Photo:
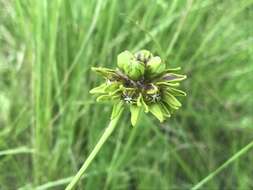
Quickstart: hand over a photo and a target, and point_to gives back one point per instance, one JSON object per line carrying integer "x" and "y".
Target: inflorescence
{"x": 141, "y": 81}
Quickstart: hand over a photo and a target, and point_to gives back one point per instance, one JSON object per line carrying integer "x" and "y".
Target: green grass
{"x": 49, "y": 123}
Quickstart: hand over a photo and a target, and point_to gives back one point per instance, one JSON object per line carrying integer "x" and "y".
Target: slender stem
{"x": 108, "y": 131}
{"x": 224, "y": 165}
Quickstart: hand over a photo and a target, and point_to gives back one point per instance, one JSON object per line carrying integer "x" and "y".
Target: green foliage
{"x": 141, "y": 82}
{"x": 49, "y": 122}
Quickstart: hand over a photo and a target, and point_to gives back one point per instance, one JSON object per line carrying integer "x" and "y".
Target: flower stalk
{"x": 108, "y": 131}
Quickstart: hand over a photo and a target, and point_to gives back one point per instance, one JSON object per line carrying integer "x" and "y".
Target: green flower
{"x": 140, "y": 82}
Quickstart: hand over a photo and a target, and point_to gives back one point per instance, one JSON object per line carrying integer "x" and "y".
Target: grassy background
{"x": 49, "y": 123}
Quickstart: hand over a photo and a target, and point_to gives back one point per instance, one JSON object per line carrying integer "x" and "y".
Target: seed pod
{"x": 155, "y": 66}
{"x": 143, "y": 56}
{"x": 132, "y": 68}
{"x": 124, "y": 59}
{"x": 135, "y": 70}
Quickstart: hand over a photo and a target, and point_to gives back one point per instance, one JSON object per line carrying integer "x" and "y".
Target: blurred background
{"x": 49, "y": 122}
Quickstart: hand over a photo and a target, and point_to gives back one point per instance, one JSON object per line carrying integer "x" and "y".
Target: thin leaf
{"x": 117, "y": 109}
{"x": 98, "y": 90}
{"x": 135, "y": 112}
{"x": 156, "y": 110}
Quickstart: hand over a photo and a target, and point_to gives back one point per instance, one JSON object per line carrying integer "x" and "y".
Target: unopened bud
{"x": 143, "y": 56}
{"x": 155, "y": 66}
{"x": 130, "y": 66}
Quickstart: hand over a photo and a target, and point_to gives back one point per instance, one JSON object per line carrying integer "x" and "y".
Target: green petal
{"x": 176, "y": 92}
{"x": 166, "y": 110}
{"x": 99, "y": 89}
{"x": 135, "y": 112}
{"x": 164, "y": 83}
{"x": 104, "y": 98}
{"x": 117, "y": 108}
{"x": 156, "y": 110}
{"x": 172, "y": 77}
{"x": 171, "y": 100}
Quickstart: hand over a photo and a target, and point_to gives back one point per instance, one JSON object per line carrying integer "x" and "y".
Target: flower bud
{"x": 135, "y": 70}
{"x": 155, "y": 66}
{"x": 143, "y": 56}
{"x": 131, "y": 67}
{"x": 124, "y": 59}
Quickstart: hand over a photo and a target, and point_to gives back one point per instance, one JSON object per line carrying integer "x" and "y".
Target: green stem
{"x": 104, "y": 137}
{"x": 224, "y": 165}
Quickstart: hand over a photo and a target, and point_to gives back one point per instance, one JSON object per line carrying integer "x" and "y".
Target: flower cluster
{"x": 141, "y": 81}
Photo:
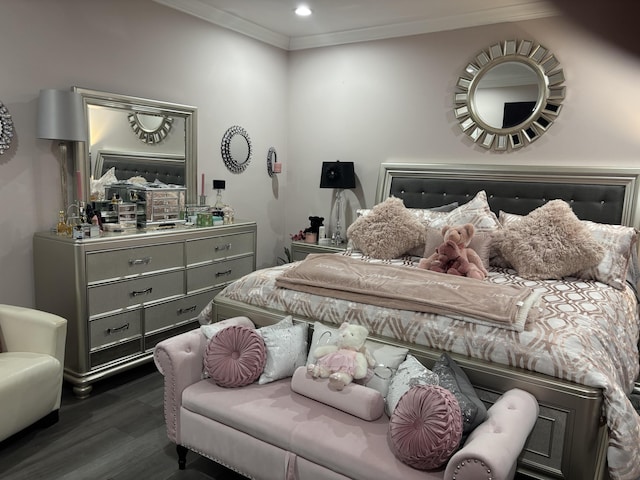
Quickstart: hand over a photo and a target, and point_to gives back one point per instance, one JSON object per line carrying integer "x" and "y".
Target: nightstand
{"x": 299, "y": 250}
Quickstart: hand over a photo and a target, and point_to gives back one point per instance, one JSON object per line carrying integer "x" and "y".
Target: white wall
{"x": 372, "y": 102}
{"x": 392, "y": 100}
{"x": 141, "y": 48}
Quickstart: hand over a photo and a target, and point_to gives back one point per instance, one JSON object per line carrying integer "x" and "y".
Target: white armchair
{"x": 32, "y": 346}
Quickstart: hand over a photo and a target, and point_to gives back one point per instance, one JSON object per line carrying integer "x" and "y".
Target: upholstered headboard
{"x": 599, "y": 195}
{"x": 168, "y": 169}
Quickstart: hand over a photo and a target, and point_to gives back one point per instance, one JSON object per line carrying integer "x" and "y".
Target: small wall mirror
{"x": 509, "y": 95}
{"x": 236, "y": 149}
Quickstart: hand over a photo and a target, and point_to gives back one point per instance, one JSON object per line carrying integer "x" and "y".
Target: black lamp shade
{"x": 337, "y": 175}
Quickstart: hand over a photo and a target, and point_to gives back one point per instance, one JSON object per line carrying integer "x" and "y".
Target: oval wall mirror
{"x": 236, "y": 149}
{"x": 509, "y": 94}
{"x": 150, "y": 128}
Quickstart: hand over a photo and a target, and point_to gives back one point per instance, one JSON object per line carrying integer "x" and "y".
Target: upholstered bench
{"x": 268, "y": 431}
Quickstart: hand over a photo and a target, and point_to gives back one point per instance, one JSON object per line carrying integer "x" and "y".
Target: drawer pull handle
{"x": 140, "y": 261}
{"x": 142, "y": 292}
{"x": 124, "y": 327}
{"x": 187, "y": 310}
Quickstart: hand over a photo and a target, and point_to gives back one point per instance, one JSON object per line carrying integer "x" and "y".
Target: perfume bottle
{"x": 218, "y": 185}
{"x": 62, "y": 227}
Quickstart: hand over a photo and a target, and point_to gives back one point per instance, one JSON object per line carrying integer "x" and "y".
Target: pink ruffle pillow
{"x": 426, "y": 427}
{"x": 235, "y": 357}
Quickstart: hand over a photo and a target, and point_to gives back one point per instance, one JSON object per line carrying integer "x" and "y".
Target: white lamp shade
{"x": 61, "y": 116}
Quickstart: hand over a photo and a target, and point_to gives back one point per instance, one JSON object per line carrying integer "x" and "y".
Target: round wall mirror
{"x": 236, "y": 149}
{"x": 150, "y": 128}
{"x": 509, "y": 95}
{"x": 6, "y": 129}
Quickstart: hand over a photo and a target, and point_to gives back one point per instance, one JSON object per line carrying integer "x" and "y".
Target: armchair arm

-*-*-

=== Exercise requirements ===
Count the lines in the entries that contain the word "flower" and give only that number.

=== Task answer ===
4